*Travail à faire*. Recopiez fidèlement le passage de l'entretien sur le polar africain qui va de « RFI : On dit » à « C’est-à-dire ? », s'il vous plaît.

**** Extrait du texte ****

RFI : On dit que vous vous êtes imposé comme l’un des auteurs phares du polar africain. Qu’est-ce que c’est pour vous le polar africain ? Est-ce que ça existe ?

Janis Otsiemi : Lorsque je me suis engagé à écrire des romans noirs, je ne voulais pas écrire comme ce qui se passe ici, en Europe. En réalité, si le roman noir n’est pas un genre qui est vraiment très utilisé en Afrique, il ne faut pas oublier que la vie elle-même en Afrique, la vie quotidienne en Afrique, ressemble le plus souvent à un roman noir. Donc, il y a tous les ingrédients. Pour moi, c’est un genre qui est assez important. J’ai toujours l’habitude de dire que je suis venu au roman noir par effraction parce qu’en fait, lorsque j’ai commencé la littérature, j’écrivais et je faisais de la littérature blanche.

C’est-à-dire ?

J’avais écrit un livre sur la relation entre soi et autrui [Tous les chemins mènent à l’Autre] dans un style universitaire. Je l’ai fait lire à des copains au quartier, parce que moi, j’ai grandi dans un bidonville qu’on appelle « les Etats-Unis d’Akébé ». C’est un peu Harlem en plus piteux. Et lorsque j’ai fait lire ce livre à mes amis, ils m’ont dit : « Nous ne comprenons rien ». Alors ils m’ont demandé d’écrire un livre qui puisse refléter la vie du bidonville dans lequel je vivais. Ensuite, je me suis rendu compte que le polar s’imposait à moi comme le genre qui pouvait révéler la dimension sociale du quartier dans lequel je vivais.

**** Données fournies ****

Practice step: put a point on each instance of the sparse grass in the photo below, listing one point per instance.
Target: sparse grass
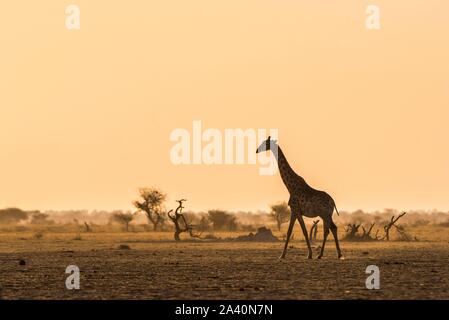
(38, 235)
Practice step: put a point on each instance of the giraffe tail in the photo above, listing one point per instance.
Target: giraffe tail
(335, 206)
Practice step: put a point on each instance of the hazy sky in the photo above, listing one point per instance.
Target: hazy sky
(85, 115)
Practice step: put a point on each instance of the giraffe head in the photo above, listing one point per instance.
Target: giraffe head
(267, 145)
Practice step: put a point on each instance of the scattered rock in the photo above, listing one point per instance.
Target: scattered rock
(263, 234)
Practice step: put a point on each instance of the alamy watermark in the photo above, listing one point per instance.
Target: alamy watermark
(212, 146)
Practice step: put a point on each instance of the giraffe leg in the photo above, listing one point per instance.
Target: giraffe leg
(306, 236)
(289, 233)
(325, 234)
(333, 228)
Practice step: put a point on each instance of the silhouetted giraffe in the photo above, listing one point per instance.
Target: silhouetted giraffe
(304, 200)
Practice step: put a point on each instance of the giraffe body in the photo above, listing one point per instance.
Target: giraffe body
(304, 201)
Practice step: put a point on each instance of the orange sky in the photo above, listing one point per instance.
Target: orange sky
(85, 116)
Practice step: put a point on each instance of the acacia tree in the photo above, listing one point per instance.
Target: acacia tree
(123, 218)
(150, 203)
(280, 212)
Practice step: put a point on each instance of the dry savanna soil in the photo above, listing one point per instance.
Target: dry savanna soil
(152, 266)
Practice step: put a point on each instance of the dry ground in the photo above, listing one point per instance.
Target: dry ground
(155, 267)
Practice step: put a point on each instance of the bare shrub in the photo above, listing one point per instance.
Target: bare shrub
(123, 218)
(151, 202)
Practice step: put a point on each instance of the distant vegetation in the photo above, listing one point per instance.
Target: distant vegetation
(152, 215)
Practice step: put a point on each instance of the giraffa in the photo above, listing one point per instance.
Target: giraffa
(304, 201)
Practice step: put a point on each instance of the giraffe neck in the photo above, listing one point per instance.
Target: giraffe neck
(289, 177)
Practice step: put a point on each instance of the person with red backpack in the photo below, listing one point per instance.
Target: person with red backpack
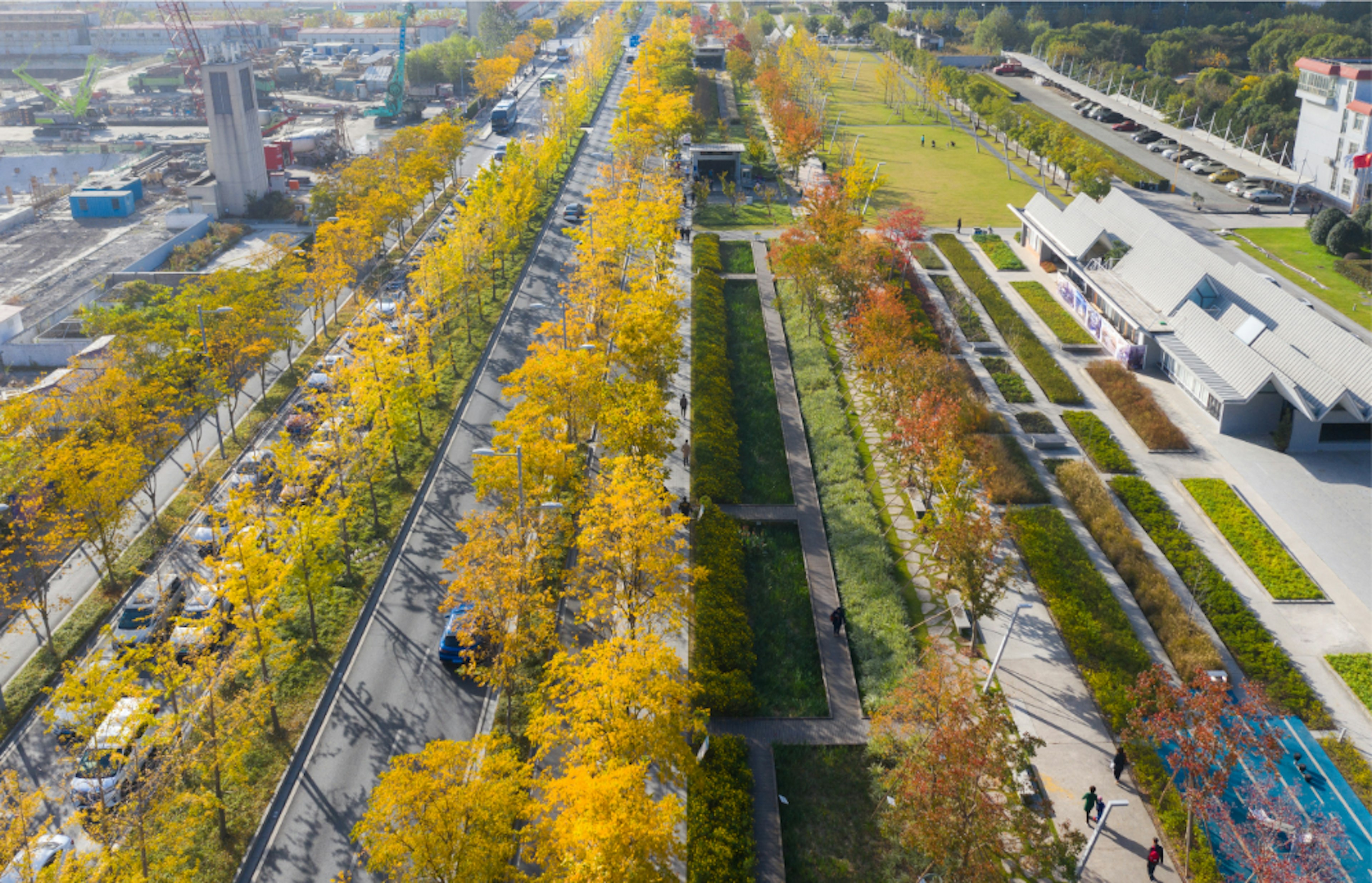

****

*Résultat obtenu*.
RFI : On dit que vous vous êtes imposé comme l’un des auteurs phares du polar africain. Qu’est-ce que c’est pour vous le polar africain ? Est-ce que ça existe ?

Janis Otsiemi : Lorsque je me suis engagé à écrire des romans noirs, je ne voulais pas écrire comme ce qui se passe ici, en Europe. En réalité, si le roman noir n’est pas un genre qui est vraiment très utilisé en Afrique, il ne faut pas oublier que la vie elle-même en Afrique, la vie quotidienne en Afrique, ressemble le plus souvent à un roman noir. Donc, il y a tous les ingrédients. Pour moi, c’est un genre qui est assez important. J’ai toujours l’habitude de dire que je suis venu au roman noir par effraction parce qu’en fait, lorsque j’ai commencé la littérature, j’écrivais et je faisais de la littérature blanche.

C’est-à-dire ?